▶ **To do**
Present the data below as a numbered list, omitting any blank lines. Exclude the pictures from your answer.

Entries from an annotation dataset
* begin *

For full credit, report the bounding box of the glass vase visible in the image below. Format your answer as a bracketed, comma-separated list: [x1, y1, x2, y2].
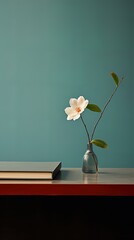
[82, 144, 98, 173]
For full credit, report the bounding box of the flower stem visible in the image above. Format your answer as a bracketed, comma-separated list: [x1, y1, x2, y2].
[91, 78, 123, 141]
[80, 115, 90, 145]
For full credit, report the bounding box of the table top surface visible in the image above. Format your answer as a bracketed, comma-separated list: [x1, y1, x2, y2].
[0, 168, 134, 196]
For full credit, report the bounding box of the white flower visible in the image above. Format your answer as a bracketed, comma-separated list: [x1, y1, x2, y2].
[65, 96, 88, 120]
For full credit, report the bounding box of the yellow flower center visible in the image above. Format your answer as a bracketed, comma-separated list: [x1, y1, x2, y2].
[75, 107, 81, 113]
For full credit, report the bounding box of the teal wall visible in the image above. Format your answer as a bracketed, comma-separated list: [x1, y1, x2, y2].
[0, 0, 134, 167]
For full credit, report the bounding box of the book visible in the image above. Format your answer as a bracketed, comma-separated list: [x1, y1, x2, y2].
[0, 161, 61, 180]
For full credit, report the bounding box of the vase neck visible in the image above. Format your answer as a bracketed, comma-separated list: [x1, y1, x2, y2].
[87, 143, 93, 152]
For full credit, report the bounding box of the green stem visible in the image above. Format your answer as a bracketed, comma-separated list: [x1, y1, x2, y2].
[91, 78, 123, 141]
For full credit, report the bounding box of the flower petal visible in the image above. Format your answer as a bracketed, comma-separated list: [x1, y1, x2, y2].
[73, 113, 80, 121]
[69, 98, 77, 108]
[78, 96, 85, 106]
[65, 107, 74, 115]
[81, 100, 89, 109]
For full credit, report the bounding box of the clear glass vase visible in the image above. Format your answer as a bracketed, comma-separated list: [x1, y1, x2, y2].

* end *

▶ **The result**
1. For full credit, report the bounding box of the glass vase visible in the image below. Format your answer as a bracketed, comma-separated list: [x1, y1, x2, y2].
2. [82, 144, 98, 173]
3. For full credit, report the bounding box of the flower stem visible in the image above. Format your answer as a bracketed, comma-separated list: [x1, y1, x2, y2].
4. [91, 78, 123, 141]
5. [80, 115, 90, 145]
6. For full credit, report the bounding box of the table top surface visible in the image above. Format your answer as a bracketed, comma-separated list: [x1, y1, x2, y2].
7. [0, 168, 134, 196]
8. For full credit, report the bounding box of the white flower visible in the image above. Format your answer as a bracketed, comma-separated list: [x1, y1, x2, y2].
9. [65, 96, 88, 120]
10. For full credit, report the bounding box of the yellow flower center visible in the image above. Format your answer as a bracketed, comma-separated list: [x1, y1, x2, y2].
11. [75, 107, 81, 113]
12. For full credit, report the bounding box of the teal wall visible in the image above. Format your answer as a bracketed, comma-separated list: [x1, y1, x2, y2].
13. [0, 0, 134, 167]
14. For full credit, report the bounding box of the book visible in the image above. Format your answer as a bracketed, comma-separated list: [x1, y1, x2, y2].
15. [0, 161, 61, 180]
16. For full credit, report the bounding box of the vase neck visible in the image above. Format your answer as a bracketed, comma-separated list: [x1, y1, x2, y2].
17. [87, 143, 93, 152]
18. For full credit, report the bounding box of the green stem visible in the image above. Format your answer as a bracketed, comma-separated list: [x1, y1, x2, y2].
19. [91, 78, 123, 141]
20. For full credit, report the bounding box of the flower petal visible in the image above. Format your answer as a bracketed, comma-separated list: [x1, y1, x2, y2].
21. [73, 113, 80, 121]
22. [69, 98, 77, 108]
23. [78, 96, 85, 106]
24. [65, 107, 74, 115]
25. [81, 100, 89, 109]
26. For full credit, report the bounding box of the clear glass vase visible in the image above. Format your answer as a bracketed, comma-separated list: [x1, y1, x2, y2].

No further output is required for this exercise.